## Document text
══════
A new partnership's been announced between the Buffalo Bills and a Rochester health tech company. Concussions are a main focus. It's part of what doctors say is a changing culture in sports medicine.
It's a part of football, perhaps more than any other sport. Injuries range from the nagging to the serious. Thus, a partnership between the Buffalo Bills and researchers at Carestream Health.
Carestream's digital medical president, Diana Nole, showed off an x-ray machine similar to that which will be located at Ralph Wilson Stadium for Bills home games. A smaller, portable version will travel with the team when they play in Toronto.
"They'll be able to use it on game day or any time during the season to take x-ray images of the players," Nole said.
The partnership will also help Carestream explore the team's needs when it comes to concussions. Several incidents, including the suicide of former NFL star linebacker
Junior Seau, have prompted the league to take brain injuries more seriously.
"We're very interested, as the league is, with the effects of long-term impacts from concussions, traumatic brain injuries. So one of the specific areas we're looking at is advanced imaging technology beyond this specifically for that area of injury," said Nole.
When it comes to diagnosing and treating concussions, experts say the culture in recent years certainly has changed; not only in pro football, but other levels as well.
══════
## Directions for this task
Could you continue the news article on the Buffalo Bills' partnership with Carestream Health from where it stops? The records play no part in this.

## Records provided
══════
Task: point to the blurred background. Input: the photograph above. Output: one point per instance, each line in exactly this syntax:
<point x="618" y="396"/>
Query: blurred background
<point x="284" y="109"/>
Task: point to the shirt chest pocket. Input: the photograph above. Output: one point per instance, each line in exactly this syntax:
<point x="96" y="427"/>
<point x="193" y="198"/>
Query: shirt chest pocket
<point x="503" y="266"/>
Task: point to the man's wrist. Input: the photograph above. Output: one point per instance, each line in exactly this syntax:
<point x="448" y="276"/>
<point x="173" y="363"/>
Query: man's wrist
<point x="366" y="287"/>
══════
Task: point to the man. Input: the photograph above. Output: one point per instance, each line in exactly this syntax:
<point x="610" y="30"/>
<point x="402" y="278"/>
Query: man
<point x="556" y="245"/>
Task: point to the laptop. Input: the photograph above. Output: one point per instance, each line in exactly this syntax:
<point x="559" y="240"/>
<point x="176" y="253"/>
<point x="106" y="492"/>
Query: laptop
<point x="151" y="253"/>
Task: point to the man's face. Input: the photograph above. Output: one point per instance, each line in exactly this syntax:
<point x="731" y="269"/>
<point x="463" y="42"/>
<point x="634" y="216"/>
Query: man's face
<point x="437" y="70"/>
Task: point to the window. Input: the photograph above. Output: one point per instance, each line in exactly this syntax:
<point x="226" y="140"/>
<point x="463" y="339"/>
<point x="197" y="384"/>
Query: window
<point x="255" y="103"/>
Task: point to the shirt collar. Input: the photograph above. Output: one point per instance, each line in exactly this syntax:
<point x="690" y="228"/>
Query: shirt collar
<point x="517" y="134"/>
══════
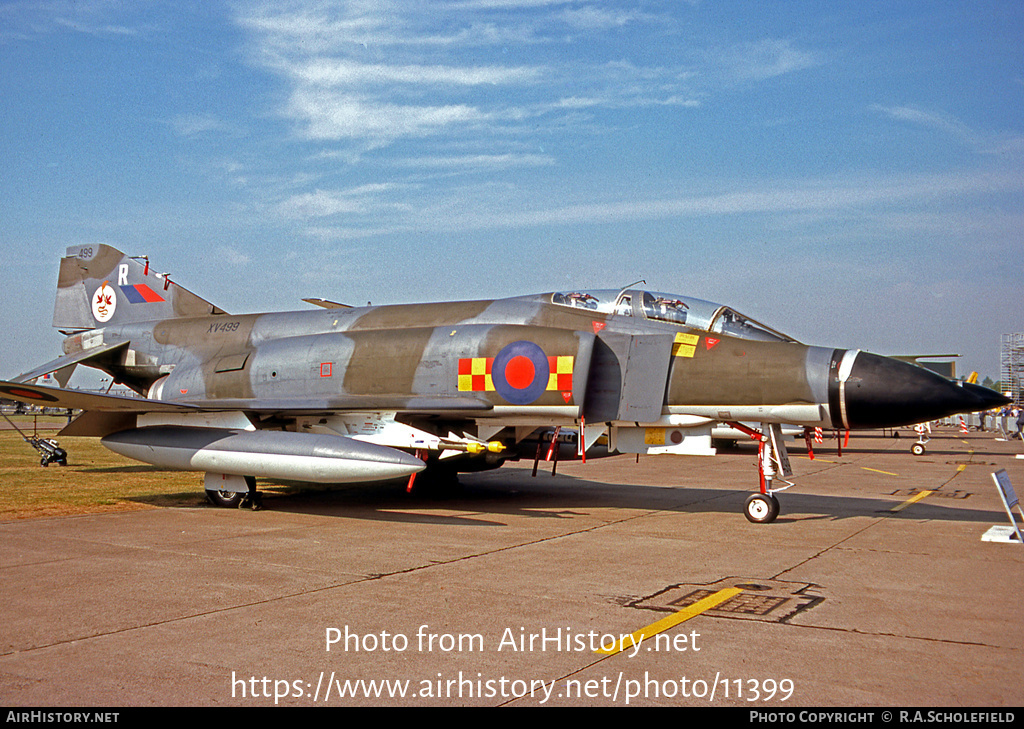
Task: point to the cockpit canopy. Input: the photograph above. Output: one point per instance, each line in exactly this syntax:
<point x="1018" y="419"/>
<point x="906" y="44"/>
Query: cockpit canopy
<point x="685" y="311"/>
══════
## Exercise result
"People really, really are on the ball with recognizing these," said University of Rochester Dr. Jeffrey Bazarian, an expert on brain injury.
Bazarian led a study on the effects of repeated blows to the head by football players. U of R players two years ago wore helmets, which were equipped with sensors to detect hits to the head. Research found it happens up to 70 or 80 times per game.
"That's really opened up everyone's eyes as to how often people get hit during the course of a game or a season."
Bazarian says in theory, x-ray machines and other technology in training rooms are a good idea, though he has some concerns.
"My fear is that people that may have injury that wouldn't be noticed on a sideline test might be sent back into a contest where they might be hit a second time."
Bazarian envisions something similar to a baseball pitch count, setting limits on how may shots to the head football players and other athletes can take before they're benched.
"We're really being able to show people that this is a serious issue."